*EXERCISE BRIEF:* In the e-mail exchange about Paperback Writer below, which publisher issued the 1980 edition that the sender owns?

--- start TEXT TO READ ---

Richard Riegel and I recently exchanged some thoughts via e-mail on Mark Shipper’s classic novel, Paperback Writer.
From: Scott Woods
Date: Wednesday, September 19, 2007
To: Richard Riegel
Subject: Paperback Writer (I)
Thanks for agreeing to chat with me about Paperback Writer. I’m interested to hear what you have to say about the book because you mentioned in your rockcritics interview what a big fan you were of its author, Mark Shipper. I’ll quote what you said in its entirety because it actually fills in a few details of this mysterious fellow you referred to [in an earlier e-mail] as the “J.D. Salinger of rockwriting”–in fact, I bet it’s the most detailed thing anyone’s ever written about the guy.
“A rockwriter who was as influential upon me as Lester Bangs early on, but who’s barely known now, since he left the field, was Mark Shipper–his Flash fanzine of 1972, which celebrated bargain bins and his (and Teresa’s) beloved Paul Revere & The Raiders, and brilliantly ridiculed all sorts of rockstar/rockcrit pretensions, was a major major inspiration to me that year. His later Paperback Writer and How To Be Ecstatically Happy 24 Hours A Day For The Rest Of Your Life books were just the kind of satires I would like to have done myself, if I’d had more time. Unfortunately Shipper vanished from the rockwriting scene in the early ’80s, but I still revere (so to speak) the sarcritic impulse he gave me back in the day.”
I confess that, beyond Paperback Writer, I have not read a single other word by Shipper. On the back of my copy of the book (a 1980 edition published by Ace), it is noted that he wrote for Creem, a fact that has long intrigued me, as I have never tracked down anything by him in those pages (I’ve scanned dozens of issues from the early-mid seventies, and have never noticed his byline). In fact, before your interview, I had no idea he had even written another book (love that title, BTW). You’ll be glad to know that when I type “mark shipper how to be ecstatically happy” into Google, your rockcritics interview is the first thing to come up; you may also be saddened to know, that it’s the only thing of relevance to come up. Though we’re here primarily to discuss his Beatles tome, I’m curious to know anything else you can tell me about Shipper himself–stuff he wrote, any personal dealings you had with the man, etc.

--- end TEXT TO READ ---
--- start MATERIAL SHOWN ---

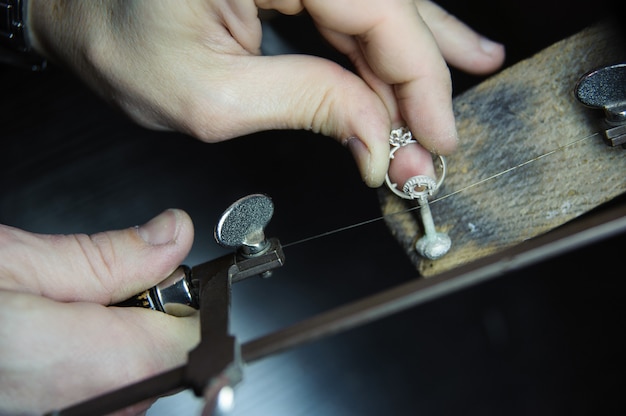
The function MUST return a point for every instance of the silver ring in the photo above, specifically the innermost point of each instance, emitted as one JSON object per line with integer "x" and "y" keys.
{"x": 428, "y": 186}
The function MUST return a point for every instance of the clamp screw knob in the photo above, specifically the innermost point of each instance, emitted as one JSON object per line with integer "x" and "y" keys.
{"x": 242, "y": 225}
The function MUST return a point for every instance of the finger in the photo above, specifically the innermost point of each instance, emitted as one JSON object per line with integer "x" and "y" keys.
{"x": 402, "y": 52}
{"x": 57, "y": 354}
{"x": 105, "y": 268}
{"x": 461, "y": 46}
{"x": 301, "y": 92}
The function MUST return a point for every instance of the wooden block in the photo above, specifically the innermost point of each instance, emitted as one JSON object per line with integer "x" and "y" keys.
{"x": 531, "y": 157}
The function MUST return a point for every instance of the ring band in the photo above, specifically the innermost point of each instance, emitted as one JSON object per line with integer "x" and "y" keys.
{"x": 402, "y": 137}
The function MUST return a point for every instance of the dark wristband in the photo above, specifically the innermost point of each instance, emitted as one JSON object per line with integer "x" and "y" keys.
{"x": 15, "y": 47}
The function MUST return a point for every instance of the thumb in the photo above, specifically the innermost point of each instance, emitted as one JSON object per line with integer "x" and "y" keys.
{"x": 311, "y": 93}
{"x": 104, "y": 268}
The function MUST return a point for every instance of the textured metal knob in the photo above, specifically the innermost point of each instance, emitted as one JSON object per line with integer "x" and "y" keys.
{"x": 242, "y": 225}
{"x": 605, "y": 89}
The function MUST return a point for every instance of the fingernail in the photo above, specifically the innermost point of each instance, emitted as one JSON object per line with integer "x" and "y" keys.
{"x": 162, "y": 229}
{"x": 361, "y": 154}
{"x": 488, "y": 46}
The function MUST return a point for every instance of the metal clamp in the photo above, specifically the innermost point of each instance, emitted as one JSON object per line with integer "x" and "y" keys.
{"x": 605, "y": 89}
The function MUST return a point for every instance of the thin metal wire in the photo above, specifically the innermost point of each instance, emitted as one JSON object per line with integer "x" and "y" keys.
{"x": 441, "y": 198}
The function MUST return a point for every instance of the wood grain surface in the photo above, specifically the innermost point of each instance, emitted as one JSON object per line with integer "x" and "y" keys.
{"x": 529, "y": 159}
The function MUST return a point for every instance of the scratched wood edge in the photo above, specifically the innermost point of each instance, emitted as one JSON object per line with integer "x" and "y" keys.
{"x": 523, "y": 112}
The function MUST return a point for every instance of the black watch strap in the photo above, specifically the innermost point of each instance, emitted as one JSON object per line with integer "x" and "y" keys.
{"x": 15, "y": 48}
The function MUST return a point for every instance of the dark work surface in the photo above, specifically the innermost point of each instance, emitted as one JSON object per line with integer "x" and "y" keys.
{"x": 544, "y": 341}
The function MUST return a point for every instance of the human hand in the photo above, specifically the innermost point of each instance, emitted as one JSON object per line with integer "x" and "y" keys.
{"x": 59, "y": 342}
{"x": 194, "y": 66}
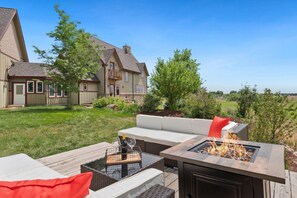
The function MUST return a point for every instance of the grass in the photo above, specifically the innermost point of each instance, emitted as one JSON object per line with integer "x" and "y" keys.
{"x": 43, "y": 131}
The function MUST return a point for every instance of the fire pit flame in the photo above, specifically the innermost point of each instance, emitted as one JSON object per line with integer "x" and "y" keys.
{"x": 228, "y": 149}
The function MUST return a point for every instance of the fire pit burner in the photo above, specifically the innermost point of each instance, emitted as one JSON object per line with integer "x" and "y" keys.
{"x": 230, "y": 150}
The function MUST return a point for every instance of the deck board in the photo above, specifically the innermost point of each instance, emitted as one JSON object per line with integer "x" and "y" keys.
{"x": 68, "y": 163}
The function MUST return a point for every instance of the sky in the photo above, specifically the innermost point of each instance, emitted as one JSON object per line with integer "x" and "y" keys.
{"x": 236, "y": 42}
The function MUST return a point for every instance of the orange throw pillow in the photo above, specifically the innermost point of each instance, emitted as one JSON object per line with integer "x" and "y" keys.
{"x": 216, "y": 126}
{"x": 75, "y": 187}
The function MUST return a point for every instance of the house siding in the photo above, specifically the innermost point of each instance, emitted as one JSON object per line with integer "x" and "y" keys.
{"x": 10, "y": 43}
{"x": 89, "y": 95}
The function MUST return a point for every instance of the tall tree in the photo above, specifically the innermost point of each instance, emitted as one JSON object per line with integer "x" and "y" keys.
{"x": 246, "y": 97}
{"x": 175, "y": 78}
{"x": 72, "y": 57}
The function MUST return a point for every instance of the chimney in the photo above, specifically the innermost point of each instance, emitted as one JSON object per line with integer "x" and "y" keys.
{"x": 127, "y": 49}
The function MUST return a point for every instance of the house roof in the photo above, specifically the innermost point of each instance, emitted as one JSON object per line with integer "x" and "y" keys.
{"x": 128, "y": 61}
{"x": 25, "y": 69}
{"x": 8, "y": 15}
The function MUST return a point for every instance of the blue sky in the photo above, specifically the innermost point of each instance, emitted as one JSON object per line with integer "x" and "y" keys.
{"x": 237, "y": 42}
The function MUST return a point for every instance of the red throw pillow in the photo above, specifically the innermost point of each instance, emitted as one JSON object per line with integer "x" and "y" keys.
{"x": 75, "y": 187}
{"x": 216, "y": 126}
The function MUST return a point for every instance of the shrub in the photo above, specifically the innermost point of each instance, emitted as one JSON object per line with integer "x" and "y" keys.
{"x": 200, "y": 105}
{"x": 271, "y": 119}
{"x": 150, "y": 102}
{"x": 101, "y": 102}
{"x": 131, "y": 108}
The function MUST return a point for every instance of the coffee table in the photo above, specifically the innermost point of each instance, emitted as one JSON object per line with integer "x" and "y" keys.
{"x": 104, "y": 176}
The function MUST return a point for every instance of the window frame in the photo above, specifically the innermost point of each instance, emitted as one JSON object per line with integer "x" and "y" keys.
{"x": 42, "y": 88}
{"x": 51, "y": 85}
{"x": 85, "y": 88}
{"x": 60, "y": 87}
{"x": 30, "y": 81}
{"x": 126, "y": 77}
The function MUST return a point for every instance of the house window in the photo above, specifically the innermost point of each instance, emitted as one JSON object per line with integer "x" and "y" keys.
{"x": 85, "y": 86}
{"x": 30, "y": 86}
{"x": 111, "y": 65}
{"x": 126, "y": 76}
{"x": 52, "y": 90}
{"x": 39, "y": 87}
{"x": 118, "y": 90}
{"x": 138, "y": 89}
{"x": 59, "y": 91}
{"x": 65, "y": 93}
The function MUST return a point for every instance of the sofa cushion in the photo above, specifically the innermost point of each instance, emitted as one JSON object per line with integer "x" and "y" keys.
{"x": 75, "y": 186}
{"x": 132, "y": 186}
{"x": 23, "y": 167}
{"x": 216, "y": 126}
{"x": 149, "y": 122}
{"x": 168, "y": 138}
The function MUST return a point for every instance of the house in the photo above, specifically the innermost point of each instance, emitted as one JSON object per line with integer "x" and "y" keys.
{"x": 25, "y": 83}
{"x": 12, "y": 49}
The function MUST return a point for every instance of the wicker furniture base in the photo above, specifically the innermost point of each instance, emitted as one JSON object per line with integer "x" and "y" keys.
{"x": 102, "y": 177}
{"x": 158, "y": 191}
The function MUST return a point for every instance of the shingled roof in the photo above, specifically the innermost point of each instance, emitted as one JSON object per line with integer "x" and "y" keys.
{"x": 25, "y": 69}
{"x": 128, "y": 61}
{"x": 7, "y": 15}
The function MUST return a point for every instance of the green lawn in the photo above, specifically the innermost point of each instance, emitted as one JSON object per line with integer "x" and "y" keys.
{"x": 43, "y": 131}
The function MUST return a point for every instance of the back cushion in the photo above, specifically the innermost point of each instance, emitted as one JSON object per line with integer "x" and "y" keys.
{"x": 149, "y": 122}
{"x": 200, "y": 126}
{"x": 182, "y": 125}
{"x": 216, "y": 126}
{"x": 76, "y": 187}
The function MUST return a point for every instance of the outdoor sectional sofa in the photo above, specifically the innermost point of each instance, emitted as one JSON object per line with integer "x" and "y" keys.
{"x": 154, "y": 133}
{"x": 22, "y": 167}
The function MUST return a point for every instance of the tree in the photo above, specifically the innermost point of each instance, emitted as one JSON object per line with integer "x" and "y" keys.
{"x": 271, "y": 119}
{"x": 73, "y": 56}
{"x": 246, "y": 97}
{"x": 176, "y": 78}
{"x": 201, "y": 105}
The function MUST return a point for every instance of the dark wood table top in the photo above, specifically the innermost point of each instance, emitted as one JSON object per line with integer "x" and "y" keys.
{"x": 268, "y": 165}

--- end MATERIAL SHOWN ---
--- start MATERIAL SHOWN ---

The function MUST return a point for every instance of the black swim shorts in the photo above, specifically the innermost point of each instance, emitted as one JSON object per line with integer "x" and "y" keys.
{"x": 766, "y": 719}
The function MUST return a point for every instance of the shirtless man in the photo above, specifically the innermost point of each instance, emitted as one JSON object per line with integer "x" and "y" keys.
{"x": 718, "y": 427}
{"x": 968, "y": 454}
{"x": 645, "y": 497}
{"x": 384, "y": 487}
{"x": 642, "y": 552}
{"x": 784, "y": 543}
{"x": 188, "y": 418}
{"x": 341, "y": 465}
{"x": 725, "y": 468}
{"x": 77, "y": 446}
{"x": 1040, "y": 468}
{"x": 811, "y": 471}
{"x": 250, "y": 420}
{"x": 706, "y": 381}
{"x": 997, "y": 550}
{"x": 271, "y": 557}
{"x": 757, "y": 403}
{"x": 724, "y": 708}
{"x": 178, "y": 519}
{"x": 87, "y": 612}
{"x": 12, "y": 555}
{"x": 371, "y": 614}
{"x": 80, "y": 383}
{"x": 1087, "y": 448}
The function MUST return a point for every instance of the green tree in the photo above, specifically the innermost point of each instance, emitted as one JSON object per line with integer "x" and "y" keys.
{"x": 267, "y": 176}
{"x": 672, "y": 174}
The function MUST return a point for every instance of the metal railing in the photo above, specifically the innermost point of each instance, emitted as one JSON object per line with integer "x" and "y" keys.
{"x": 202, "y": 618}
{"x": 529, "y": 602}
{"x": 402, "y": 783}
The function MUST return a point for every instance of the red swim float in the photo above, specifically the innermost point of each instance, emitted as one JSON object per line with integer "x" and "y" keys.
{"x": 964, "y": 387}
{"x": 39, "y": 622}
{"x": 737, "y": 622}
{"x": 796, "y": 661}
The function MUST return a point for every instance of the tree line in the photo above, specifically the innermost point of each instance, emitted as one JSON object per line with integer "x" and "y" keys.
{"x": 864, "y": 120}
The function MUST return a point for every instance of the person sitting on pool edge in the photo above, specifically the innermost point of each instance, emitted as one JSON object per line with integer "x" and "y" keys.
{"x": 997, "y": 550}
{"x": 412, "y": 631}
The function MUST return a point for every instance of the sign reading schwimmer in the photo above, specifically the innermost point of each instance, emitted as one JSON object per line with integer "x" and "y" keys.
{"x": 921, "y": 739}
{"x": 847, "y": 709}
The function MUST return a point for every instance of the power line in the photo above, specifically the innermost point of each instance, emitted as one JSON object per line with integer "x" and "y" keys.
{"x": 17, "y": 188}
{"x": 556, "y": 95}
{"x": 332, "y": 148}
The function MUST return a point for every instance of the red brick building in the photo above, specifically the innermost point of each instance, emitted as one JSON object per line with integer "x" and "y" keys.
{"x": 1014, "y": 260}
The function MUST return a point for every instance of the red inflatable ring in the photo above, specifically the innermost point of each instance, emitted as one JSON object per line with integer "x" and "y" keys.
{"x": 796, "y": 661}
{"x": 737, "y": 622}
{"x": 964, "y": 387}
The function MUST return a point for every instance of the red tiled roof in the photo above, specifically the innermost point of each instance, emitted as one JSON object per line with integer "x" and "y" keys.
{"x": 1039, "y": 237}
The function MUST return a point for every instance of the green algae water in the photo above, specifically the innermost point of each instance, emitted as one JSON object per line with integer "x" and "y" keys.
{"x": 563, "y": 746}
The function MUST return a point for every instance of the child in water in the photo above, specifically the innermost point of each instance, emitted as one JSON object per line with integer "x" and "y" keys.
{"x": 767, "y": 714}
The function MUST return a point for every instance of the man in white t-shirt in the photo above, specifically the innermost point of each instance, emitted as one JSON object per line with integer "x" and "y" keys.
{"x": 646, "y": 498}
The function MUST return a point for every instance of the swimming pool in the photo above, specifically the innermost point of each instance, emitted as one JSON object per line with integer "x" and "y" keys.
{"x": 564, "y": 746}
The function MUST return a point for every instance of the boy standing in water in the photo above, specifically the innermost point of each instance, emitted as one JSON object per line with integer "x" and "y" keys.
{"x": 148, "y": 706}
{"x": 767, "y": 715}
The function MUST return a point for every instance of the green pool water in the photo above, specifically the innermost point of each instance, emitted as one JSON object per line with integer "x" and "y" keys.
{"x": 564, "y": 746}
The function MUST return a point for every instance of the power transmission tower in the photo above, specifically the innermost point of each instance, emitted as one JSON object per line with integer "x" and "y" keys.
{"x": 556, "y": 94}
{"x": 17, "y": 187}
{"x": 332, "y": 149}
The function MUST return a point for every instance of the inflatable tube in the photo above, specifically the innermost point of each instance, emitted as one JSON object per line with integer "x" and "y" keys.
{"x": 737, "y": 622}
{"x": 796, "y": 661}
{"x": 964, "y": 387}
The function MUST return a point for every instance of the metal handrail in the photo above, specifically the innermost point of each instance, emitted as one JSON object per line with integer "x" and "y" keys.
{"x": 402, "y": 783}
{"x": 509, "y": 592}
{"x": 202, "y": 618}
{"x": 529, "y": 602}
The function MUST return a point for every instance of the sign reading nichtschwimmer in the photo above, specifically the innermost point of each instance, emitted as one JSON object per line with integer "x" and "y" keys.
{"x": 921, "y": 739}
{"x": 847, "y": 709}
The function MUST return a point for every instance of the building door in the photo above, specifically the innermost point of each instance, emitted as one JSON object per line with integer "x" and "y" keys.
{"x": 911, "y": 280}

--- end MATERIAL SHOWN ---
--- start MATERIAL SHOWN ---

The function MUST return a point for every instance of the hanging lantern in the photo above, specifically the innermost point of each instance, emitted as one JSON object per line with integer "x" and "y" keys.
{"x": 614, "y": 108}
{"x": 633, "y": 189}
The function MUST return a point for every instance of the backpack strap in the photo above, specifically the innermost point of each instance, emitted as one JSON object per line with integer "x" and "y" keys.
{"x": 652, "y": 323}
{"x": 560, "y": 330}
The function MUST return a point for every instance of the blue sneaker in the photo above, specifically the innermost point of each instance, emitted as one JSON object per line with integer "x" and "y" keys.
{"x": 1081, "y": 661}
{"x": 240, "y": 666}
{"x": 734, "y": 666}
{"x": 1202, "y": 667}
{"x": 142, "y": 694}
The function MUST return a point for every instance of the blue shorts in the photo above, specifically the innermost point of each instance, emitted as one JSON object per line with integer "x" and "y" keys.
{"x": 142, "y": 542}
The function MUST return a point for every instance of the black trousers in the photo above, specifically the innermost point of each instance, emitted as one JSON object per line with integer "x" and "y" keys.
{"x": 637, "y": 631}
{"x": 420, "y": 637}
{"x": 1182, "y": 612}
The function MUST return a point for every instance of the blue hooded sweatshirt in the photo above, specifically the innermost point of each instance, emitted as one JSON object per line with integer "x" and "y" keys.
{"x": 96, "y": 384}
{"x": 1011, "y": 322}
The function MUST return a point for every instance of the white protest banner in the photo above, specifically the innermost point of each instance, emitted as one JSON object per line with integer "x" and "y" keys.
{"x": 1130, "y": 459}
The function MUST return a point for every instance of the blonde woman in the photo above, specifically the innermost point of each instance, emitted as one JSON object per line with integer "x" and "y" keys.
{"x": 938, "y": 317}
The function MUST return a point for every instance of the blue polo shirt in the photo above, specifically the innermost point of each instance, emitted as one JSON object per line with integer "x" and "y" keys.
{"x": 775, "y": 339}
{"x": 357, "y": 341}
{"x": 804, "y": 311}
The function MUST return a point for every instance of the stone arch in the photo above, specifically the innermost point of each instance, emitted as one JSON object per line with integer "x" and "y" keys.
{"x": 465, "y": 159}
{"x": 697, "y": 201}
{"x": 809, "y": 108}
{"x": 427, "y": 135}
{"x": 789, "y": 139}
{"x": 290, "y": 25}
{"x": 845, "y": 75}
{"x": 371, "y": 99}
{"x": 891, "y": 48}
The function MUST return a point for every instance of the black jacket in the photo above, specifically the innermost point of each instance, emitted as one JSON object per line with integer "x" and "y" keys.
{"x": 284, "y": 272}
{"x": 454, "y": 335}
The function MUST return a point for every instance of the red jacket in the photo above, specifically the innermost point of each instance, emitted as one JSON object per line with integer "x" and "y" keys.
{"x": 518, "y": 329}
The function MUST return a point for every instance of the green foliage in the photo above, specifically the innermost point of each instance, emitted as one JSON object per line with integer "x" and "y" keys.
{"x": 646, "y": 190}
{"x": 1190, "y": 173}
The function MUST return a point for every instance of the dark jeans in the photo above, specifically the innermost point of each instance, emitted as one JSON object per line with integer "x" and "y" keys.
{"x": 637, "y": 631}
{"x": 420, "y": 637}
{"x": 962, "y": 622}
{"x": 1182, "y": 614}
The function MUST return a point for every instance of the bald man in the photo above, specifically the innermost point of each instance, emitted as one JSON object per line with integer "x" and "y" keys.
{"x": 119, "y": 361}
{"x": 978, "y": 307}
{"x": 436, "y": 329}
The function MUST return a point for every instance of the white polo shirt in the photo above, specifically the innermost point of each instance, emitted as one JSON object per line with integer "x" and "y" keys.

--- end MATERIAL SHOWN ---

*TASK ANSWER:* Ace